** Begin **
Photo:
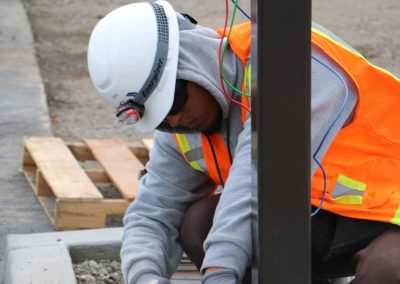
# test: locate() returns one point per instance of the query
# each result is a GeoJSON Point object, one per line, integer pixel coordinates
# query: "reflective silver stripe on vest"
{"type": "Point", "coordinates": [341, 190]}
{"type": "Point", "coordinates": [194, 154]}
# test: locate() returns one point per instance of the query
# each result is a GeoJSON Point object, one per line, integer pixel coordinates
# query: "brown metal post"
{"type": "Point", "coordinates": [281, 140]}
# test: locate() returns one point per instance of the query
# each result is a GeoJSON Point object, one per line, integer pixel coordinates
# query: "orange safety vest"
{"type": "Point", "coordinates": [363, 162]}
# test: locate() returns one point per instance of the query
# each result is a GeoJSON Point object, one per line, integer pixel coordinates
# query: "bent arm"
{"type": "Point", "coordinates": [152, 221]}
{"type": "Point", "coordinates": [229, 243]}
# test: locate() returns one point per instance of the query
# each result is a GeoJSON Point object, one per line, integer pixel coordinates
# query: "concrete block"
{"type": "Point", "coordinates": [39, 265]}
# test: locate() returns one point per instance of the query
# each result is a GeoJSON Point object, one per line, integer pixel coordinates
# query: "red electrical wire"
{"type": "Point", "coordinates": [220, 63]}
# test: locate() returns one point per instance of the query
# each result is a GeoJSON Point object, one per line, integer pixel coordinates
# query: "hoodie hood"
{"type": "Point", "coordinates": [198, 63]}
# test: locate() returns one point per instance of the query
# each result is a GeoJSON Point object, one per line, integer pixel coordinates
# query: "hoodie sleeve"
{"type": "Point", "coordinates": [152, 221]}
{"type": "Point", "coordinates": [229, 243]}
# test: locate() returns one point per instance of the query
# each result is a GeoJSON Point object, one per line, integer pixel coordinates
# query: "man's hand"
{"type": "Point", "coordinates": [217, 275]}
{"type": "Point", "coordinates": [150, 278]}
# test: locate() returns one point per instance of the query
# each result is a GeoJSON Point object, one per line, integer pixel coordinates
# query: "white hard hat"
{"type": "Point", "coordinates": [132, 61]}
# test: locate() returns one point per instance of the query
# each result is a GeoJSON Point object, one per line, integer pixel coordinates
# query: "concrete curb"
{"type": "Point", "coordinates": [47, 257]}
{"type": "Point", "coordinates": [23, 112]}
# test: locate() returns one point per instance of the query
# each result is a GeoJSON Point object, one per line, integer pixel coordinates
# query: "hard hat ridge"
{"type": "Point", "coordinates": [132, 59]}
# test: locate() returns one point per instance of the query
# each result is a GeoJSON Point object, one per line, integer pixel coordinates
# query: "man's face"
{"type": "Point", "coordinates": [201, 111]}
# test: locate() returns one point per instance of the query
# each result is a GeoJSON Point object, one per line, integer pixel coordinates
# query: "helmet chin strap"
{"type": "Point", "coordinates": [130, 112]}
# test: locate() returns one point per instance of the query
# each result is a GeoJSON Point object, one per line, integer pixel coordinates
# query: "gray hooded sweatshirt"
{"type": "Point", "coordinates": [152, 222]}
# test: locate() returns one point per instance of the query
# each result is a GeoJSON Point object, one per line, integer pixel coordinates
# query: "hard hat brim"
{"type": "Point", "coordinates": [160, 101]}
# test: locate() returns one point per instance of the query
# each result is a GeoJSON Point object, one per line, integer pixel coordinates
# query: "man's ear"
{"type": "Point", "coordinates": [185, 22]}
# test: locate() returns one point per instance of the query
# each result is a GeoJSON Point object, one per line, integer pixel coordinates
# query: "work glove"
{"type": "Point", "coordinates": [225, 276]}
{"type": "Point", "coordinates": [150, 278]}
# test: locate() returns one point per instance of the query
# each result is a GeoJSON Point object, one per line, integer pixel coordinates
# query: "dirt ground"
{"type": "Point", "coordinates": [62, 28]}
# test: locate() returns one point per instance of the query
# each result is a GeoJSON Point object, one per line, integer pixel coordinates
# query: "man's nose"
{"type": "Point", "coordinates": [173, 120]}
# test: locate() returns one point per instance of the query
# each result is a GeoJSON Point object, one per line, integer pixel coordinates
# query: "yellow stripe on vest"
{"type": "Point", "coordinates": [348, 191]}
{"type": "Point", "coordinates": [185, 147]}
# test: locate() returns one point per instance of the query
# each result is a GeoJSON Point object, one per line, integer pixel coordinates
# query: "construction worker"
{"type": "Point", "coordinates": [160, 70]}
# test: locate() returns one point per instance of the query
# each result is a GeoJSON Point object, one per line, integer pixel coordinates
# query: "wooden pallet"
{"type": "Point", "coordinates": [69, 178]}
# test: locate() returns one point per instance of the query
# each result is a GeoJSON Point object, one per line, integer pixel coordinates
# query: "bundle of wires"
{"type": "Point", "coordinates": [222, 51]}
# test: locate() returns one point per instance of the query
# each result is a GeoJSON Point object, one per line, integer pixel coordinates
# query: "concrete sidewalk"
{"type": "Point", "coordinates": [23, 112]}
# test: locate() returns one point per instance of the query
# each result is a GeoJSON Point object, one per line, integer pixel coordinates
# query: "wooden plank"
{"type": "Point", "coordinates": [42, 188]}
{"type": "Point", "coordinates": [86, 213]}
{"type": "Point", "coordinates": [121, 165]}
{"type": "Point", "coordinates": [82, 152]}
{"type": "Point", "coordinates": [98, 176]}
{"type": "Point", "coordinates": [60, 169]}
{"type": "Point", "coordinates": [28, 164]}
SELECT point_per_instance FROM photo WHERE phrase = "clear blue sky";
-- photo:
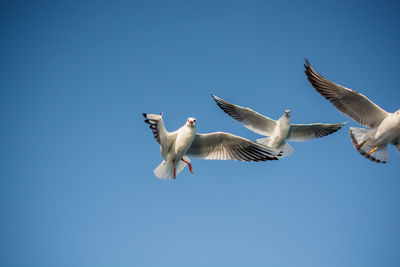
** End **
• **WHAT IS NEEDED**
Put every line of the rows above into a numbered list, leaving out blank lines and the pictures.

• **TASK SOLUTION**
1. Photo:
2. # test: locate() returns one point per instance of the query
3. # each result is a GeoJSON Point object, one per line, integer pixel coordinates
4. # query: "reflective silver stripe on vest"
5. {"type": "Point", "coordinates": [341, 190]}
6. {"type": "Point", "coordinates": [194, 154]}
7. # test: locate() returns one point per instance of the query
8. # each result is a GeoJSON Point object, one per line, integer pixel coordinates
9. # query: "brown metal post"
10. {"type": "Point", "coordinates": [281, 140]}
11. # test: locate() returns one point per instance of the query
12. # each result is a GeoJSON Point object, one per line, integer pixel coordinates
13. # query: "orange safety vest"
14. {"type": "Point", "coordinates": [363, 162]}
15. # test: locate() returns one point per instance of the query
16. # each result is a GeoJSON Point object, one per line, integer pixel coordinates
17. # query: "bent arm"
18. {"type": "Point", "coordinates": [152, 221]}
19. {"type": "Point", "coordinates": [229, 243]}
20. # test: locate() returns one point per instance of the query
21. # each result is a GeoJSON Point object, one per line, integer pixel coordinates
22. # query: "concrete block"
23. {"type": "Point", "coordinates": [39, 265]}
24. # test: locate() returns one point per instance of the query
25. # each result is a GeoJSON Point object, one per line, integer pixel coordinates
26. # query: "red electrical wire"
27. {"type": "Point", "coordinates": [220, 63]}
28. # test: locate() returns one point per instance of the query
29. # each result is a GeoJSON Point object, one per line, integer pixel coordinates
30. # query: "hoodie hood"
31. {"type": "Point", "coordinates": [198, 63]}
32. # test: locate() returns one point per instance of the query
33. # each result is a GeoJSON Point object, one per line, integer pixel coordinates
34. # query: "hoodie sleeve"
35. {"type": "Point", "coordinates": [152, 221]}
36. {"type": "Point", "coordinates": [229, 243]}
37. # test: locate() returns one point per instance of the query
38. # each result is a GeoJSON Point object, one per line, integer pixel coordinates
39. # query: "man's hand"
40. {"type": "Point", "coordinates": [217, 275]}
41. {"type": "Point", "coordinates": [150, 278]}
42. # test: locate() returns one point per instance of the query
43. # each result is a GeoJSON Point object, one per line, integer pixel coordinates
44. # query: "white hard hat"
45. {"type": "Point", "coordinates": [132, 61]}
46. # test: locate() returns one point per instance of the query
47. # each result is a GeoJSON Point object, one per line, integer pixel coordinates
48. # query: "concrete curb"
49. {"type": "Point", "coordinates": [47, 257]}
50. {"type": "Point", "coordinates": [23, 112]}
51. # test: locate() returns one point per instance of the query
52. # each result is a GeoJSON Point object, one per line, integer pixel coordinates
53. # query: "hard hat ridge"
54. {"type": "Point", "coordinates": [132, 59]}
55. # test: locate() returns one point per instance of the query
56. # each result is a GeoJSON Point object, one per line, integer pixel coordinates
57. # query: "man's face"
58. {"type": "Point", "coordinates": [201, 111]}
59. # test: locate() returns one point per instance of the query
60. # each result is a GeoJSON Point object, one per line, integer pixel coordinates
61. # query: "helmet chin strap"
62. {"type": "Point", "coordinates": [130, 112]}
63. # test: locate() returns one point per instance of the query
64. # each result is a GeoJSON Point object, one per line, integer pixel coordinates
65. # query: "gray hooded sweatshirt"
66. {"type": "Point", "coordinates": [152, 222]}
67. # test: locate() returns one point per instance of the query
68. # each result is a GeoJSON Point object, one per line, integer pixel coordinates
69. # query: "hard hat brim"
70. {"type": "Point", "coordinates": [160, 101]}
71. # test: locate() returns one point per instance of the query
72. # each result is a GeoJSON Point object, one per line, integer pixel coordinates
73. # query: "man's ear"
74. {"type": "Point", "coordinates": [185, 22]}
75. # test: locate() returns one point per instance of the query
76. # each result is a GeoJSON Point object, one per line, integer pixel coordinates
77. # query: "work glove"
78. {"type": "Point", "coordinates": [225, 276]}
79. {"type": "Point", "coordinates": [150, 278]}
80. # test: locate() returns one point per instance of the query
81. # each result is a GeoJSON Point object, one per line, integer pixel coordinates
82. # query: "dirt ground"
83. {"type": "Point", "coordinates": [62, 28]}
84. # test: locate() returns one point per instance of the query
85. # each result is a GeoJSON Point object, one per line, integer pixel coordinates
86. # query: "man's nose"
87. {"type": "Point", "coordinates": [173, 120]}
88. # test: locate() returns one point per instance of the query
89. # each result is a GeoJSON Point object, one per line, integer pixel coordinates
90. # query: "yellow stripe on vest"
91. {"type": "Point", "coordinates": [348, 191]}
92. {"type": "Point", "coordinates": [185, 147]}
93. # test: locate() returns one point per instance of the query
94. # each result is a GeoJSON Point object, one per line, integer pixel coordinates
95. # query: "construction worker"
96. {"type": "Point", "coordinates": [160, 70]}
97. # test: locate() returns one point per instance of the query
98. # each result is a GeoJSON Point object, one per line, integer pixel coordinates
99. # query: "wooden pallet"
100. {"type": "Point", "coordinates": [69, 178]}
101. # test: locate() returns one point per instance of the query
102. # each result is a GeoJSON Point object, one per line, integer pixel coordinates
103. # query: "bundle of wires"
104. {"type": "Point", "coordinates": [222, 51]}
105. # test: locate() returns one point per instance of the query
106. # each result is a GeoJSON Point object, one per line, integer pixel coordinates
107. # query: "concrete sidewalk"
108. {"type": "Point", "coordinates": [23, 112]}
109. # test: locate() returns one point per instance of the query
110. # each result is a GeoJSON Point object, one per line, integer pixel coordinates
111. # query: "wooden plank"
112. {"type": "Point", "coordinates": [42, 188]}
113. {"type": "Point", "coordinates": [86, 213]}
114. {"type": "Point", "coordinates": [121, 165]}
115. {"type": "Point", "coordinates": [82, 152]}
116. {"type": "Point", "coordinates": [98, 176]}
117. {"type": "Point", "coordinates": [60, 169]}
118. {"type": "Point", "coordinates": [28, 164]}
119. SELECT point_per_instance FROM photo WHERE phrase = "clear blue sky";
120. -- photo:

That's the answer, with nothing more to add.